Task brief:
Write out the data below exactly as given, without any of its pictures.

Entries supplied:
────────

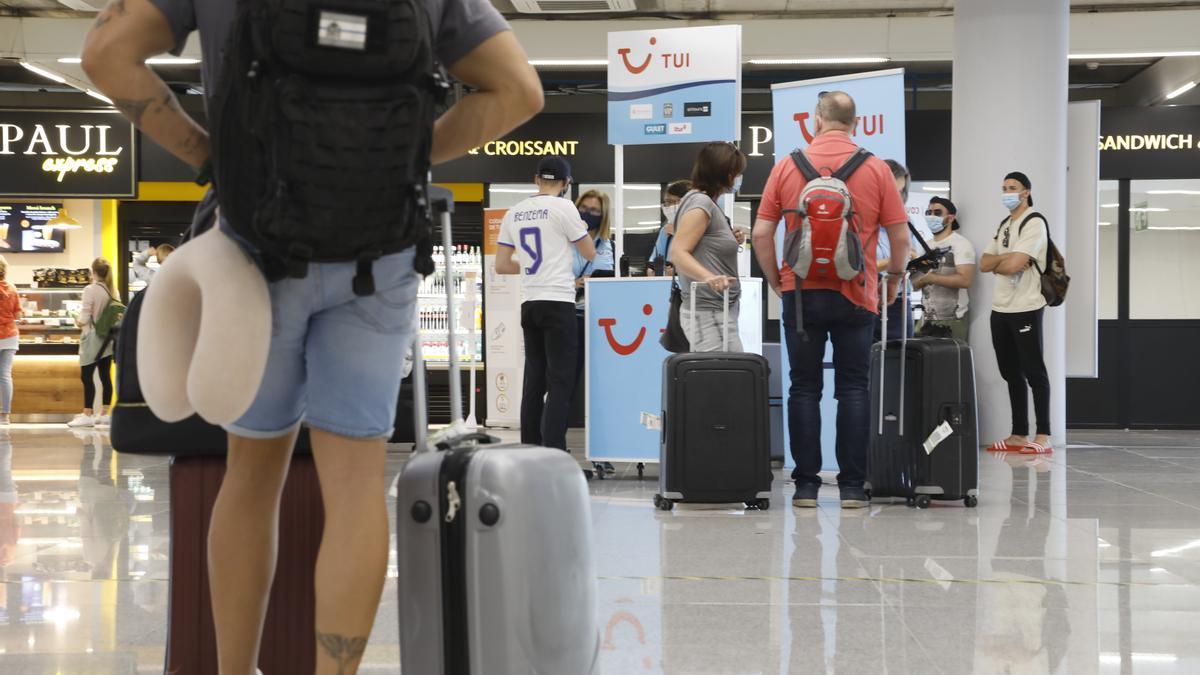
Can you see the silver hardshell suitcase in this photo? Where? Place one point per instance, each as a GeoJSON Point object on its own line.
{"type": "Point", "coordinates": [493, 549]}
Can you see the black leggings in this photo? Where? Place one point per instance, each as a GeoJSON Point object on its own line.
{"type": "Point", "coordinates": [1018, 342]}
{"type": "Point", "coordinates": [106, 381]}
{"type": "Point", "coordinates": [550, 371]}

────────

Exercise result:
Can you see the silver hardshell suitcase in this photo? Where? Place one point per instance, each as a GeoJSON Point object on its own line.
{"type": "Point", "coordinates": [493, 549]}
Can you see the black leggings in this photo? Where? Place one point per instance, each as a GeoJSON Point object on its own line.
{"type": "Point", "coordinates": [1018, 342]}
{"type": "Point", "coordinates": [106, 381]}
{"type": "Point", "coordinates": [550, 371]}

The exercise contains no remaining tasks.